◆ **WHAT NEEDS TO BE DONE**
Only a number is required: how many lines of the material contain the word "beam"?

◆ **DATA EXTRACTS**
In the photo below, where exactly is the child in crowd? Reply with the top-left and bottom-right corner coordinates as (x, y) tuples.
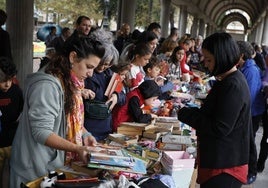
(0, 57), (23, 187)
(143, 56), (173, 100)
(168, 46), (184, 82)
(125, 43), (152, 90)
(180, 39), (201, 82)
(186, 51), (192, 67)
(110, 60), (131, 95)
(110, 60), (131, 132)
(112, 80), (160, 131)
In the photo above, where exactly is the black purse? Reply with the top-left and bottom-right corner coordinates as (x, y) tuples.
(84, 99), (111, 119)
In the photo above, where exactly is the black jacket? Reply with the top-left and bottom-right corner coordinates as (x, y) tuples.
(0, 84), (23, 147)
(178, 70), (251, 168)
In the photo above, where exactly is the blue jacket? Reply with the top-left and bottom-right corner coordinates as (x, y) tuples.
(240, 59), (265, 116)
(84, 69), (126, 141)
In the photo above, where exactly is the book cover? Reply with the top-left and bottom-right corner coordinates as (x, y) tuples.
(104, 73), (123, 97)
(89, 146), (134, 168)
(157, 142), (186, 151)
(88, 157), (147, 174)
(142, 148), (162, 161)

==

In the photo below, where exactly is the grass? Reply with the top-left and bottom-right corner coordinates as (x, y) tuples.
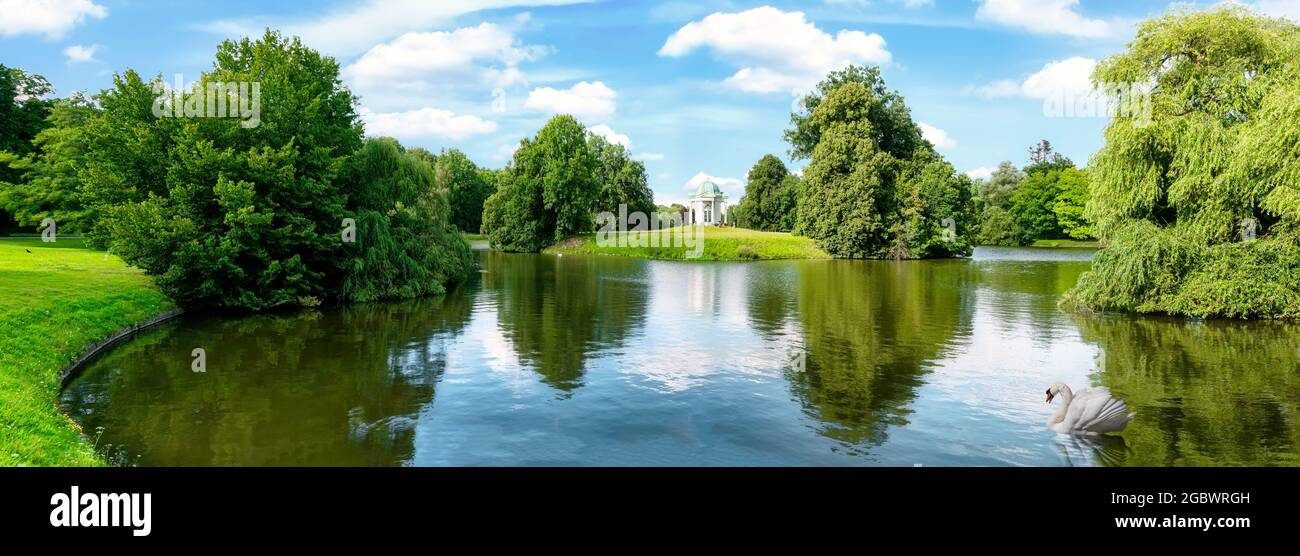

--

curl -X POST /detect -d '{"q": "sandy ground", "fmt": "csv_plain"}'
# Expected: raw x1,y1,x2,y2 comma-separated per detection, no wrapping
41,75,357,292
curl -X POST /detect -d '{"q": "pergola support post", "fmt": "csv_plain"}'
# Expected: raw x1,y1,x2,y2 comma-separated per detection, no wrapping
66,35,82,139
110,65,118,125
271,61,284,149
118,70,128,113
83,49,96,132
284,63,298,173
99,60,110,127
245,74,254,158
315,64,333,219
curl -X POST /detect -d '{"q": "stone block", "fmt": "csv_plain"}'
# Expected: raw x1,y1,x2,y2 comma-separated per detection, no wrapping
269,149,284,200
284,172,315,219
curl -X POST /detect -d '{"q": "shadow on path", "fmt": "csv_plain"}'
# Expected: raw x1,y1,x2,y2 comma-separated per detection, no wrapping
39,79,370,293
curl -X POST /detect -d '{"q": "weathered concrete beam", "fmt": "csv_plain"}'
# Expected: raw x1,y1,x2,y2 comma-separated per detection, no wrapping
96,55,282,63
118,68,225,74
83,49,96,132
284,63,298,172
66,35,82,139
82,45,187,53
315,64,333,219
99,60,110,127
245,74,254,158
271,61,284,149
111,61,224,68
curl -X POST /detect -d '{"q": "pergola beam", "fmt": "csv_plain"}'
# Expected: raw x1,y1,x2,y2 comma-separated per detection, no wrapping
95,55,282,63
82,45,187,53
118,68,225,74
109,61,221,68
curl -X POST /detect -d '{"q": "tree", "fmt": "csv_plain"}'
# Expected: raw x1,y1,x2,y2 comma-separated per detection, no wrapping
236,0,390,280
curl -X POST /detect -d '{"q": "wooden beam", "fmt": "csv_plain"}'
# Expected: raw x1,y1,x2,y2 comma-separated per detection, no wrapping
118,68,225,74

◆ **OUTPUT BELOW**
3